• [The request]: Present the listing below as a Markdown table with the columns Row and Listing line. Begin at the line containing "Return the outline of every instance of the road", stop after the line containing "205 160 L 207", number each row, and leave out any blank lines.

• [Items]:

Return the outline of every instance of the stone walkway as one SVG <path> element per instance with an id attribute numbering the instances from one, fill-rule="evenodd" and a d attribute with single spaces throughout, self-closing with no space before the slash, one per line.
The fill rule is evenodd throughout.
--
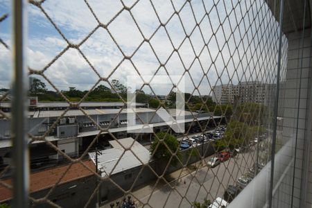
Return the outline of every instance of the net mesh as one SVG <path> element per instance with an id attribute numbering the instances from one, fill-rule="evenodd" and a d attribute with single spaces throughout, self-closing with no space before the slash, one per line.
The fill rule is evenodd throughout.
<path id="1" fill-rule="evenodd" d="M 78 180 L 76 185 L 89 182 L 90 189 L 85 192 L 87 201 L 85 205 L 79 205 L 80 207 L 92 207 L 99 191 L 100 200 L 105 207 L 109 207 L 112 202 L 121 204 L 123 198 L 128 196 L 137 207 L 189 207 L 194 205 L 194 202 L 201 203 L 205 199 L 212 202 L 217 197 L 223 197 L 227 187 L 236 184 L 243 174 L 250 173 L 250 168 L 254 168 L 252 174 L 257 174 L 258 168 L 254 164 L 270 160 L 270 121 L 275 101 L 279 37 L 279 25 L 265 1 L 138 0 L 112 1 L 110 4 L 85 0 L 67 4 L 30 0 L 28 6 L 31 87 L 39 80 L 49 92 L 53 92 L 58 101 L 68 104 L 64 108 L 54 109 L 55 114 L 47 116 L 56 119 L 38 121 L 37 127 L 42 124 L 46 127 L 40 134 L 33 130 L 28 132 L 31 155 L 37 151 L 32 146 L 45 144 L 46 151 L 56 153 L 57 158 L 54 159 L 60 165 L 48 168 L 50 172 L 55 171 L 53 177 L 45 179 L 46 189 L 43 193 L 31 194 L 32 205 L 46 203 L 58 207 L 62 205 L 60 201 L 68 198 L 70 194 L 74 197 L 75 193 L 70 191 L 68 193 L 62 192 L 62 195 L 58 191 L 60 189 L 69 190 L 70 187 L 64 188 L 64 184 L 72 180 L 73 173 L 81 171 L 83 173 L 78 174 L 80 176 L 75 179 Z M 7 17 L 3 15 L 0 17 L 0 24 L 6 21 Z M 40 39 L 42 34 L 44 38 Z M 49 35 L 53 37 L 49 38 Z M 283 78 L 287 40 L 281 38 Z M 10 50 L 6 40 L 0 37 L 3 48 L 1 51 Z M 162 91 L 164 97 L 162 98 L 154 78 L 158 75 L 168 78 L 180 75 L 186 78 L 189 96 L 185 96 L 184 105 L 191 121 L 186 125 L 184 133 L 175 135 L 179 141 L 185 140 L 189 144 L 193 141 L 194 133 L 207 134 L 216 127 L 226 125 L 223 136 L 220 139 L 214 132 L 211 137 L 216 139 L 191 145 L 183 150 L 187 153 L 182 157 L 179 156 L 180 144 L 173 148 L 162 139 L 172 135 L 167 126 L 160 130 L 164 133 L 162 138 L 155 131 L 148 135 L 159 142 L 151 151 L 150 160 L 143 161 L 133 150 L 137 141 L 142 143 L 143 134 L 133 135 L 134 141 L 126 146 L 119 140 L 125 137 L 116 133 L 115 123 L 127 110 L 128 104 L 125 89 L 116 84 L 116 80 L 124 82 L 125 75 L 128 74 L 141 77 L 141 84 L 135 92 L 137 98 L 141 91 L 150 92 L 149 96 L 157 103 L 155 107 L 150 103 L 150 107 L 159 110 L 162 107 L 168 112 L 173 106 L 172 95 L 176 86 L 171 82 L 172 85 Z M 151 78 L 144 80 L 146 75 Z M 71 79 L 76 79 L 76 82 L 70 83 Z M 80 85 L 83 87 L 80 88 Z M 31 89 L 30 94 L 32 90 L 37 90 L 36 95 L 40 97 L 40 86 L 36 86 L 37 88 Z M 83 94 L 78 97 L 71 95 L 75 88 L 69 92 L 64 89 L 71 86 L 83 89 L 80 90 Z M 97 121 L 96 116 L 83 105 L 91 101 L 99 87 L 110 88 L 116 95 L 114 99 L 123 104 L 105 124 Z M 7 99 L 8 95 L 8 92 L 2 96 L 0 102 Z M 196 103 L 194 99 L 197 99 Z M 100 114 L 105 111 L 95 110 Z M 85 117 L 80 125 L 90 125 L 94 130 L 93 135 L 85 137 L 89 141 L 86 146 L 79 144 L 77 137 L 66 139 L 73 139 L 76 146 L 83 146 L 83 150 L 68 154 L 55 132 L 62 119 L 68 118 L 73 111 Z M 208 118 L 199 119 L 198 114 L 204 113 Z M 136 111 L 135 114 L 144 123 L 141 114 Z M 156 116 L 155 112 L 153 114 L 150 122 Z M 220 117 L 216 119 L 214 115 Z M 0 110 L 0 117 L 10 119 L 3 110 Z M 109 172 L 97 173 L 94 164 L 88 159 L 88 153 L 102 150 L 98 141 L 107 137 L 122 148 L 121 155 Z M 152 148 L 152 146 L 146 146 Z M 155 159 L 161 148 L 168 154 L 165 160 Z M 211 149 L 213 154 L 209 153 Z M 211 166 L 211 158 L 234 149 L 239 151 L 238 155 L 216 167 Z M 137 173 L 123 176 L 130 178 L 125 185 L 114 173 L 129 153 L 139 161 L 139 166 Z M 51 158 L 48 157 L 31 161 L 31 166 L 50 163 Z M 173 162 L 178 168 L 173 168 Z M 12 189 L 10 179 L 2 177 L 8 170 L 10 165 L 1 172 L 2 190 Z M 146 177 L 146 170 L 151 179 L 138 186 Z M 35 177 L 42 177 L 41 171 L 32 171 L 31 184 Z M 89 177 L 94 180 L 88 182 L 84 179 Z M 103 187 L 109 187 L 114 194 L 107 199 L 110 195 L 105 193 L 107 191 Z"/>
* * *
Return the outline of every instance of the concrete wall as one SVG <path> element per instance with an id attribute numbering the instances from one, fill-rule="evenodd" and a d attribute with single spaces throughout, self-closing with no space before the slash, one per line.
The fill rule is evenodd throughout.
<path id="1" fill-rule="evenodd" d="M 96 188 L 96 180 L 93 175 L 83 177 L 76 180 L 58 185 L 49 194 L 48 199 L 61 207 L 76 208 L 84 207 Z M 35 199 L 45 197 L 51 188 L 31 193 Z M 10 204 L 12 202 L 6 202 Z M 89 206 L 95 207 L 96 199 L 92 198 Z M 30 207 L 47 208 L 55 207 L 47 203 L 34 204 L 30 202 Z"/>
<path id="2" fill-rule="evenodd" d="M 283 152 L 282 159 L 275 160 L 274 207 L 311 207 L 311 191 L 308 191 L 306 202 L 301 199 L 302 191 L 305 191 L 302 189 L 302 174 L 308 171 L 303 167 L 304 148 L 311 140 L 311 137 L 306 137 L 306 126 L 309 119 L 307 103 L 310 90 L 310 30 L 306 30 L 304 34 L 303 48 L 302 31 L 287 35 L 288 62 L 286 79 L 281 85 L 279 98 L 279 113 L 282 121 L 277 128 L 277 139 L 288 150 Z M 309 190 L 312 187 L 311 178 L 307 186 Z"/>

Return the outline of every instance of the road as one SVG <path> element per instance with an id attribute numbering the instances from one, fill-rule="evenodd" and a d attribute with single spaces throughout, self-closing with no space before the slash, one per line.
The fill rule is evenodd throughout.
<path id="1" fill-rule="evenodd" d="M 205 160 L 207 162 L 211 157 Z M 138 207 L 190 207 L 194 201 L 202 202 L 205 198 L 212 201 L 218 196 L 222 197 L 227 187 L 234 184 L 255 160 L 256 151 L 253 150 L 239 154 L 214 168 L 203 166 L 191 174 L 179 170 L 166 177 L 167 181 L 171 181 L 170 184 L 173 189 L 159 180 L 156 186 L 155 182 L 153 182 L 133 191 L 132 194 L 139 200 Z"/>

• [Output of the task]:
| Row | Listing line |
|---|---|
| 1 | Return the outline of every instance of the road as one SVG <path> element per instance with an id attribute numbering the instances from one, fill-rule="evenodd" and a d attribute with single spaces throughout, self-closing with no space before the slash, one per line. |
| 2 | The fill rule is evenodd throughout. |
| 3 | <path id="1" fill-rule="evenodd" d="M 205 160 L 207 162 L 211 157 Z M 138 207 L 190 207 L 194 201 L 202 202 L 205 198 L 212 201 L 218 196 L 222 197 L 227 187 L 234 184 L 255 160 L 256 151 L 253 150 L 239 154 L 214 168 L 203 166 L 191 174 L 179 170 L 166 177 L 167 181 L 171 181 L 170 184 L 173 189 L 159 180 L 156 186 L 155 182 L 153 182 L 133 191 L 132 194 L 139 200 Z"/> |